* _Text segment_

The crab and the rock: landing at the resort
Failed Transplants: Material and Relationality in the work of Deanna Dowling
Rumble. Crack. Crackle. Concrete floor. Concrete block. The tangent of an oval. Rocks in cement. A pastel orange M&M lying on its flat side. A strange thing has arrived at a new place.
The new Enjoy space has not been open for long. The gallery sits in the existing architecture of Left Bank Arcade. Designed by the late Gerard Melling, the arcade is classic Melling Morse. Comforting and rustic, natural materials with practical, unpretentious detailing. The Arcade has tall, elegant windows. Like all good architecture, it gets better with age. Whare Timu of First Light Studio contributed to the design of the gallery fit-out. It’s a place with a multitude of authors.
Deanna Dowling’s exhibition The crab and the rock: landing at the resort is the second iteration of a multi-site project. The first, The crab and the rock 〈螃蟹與岩石〉, was commissioned by Enjoy and exhibited at Taipei Contemporary Art Centre (TCAC) in Taiwan in June 2019. The crab and the rock: landing at the resort is the sophomore iteration, on another island six months later. The project focuses on the resort town of Wanli, New Taipei City 新北市, considering the site’s multiple authors and the human interventions that have taken place over decades. A forty-seven minute drive from the capital, Wanli is to Taipei is what Paraparaumu is to Te Whanganui-a-Tara. It’s a surf town with winding roads. Wanli uniquely features a “UFO village”. This village is a collection of Futuro and Venturo houses, designed by Finnish architect Matti Suuronen between 1968 and 1971. The houses are holiday homes. Most are in poor condition and few are occupied. They have graphic silhouettes and are out of place. The incongruity of the “UFO village” is documented in the exhibition.

* _Brief_
Return the passage of the exhibition review word for word, starting at "The new Enjoy" and ending at "multitude of authors.". The data that comes next has no part in this work.

* _Data extract_
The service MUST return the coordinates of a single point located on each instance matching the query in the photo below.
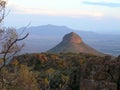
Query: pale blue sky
(92, 15)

* _Right answer_
The new Enjoy space has not been open for long. The gallery sits in the existing architecture of Left Bank Arcade. Designed by the late Gerard Melling, the arcade is classic Melling Morse. Comforting and rustic, natural materials with practical, unpretentious detailing. The Arcade has tall, elegant windows. Like all good architecture, it gets better with age. Whare Timu of First Light Studio contributed to the design of the gallery fit-out. It’s a place with a multitude of authors.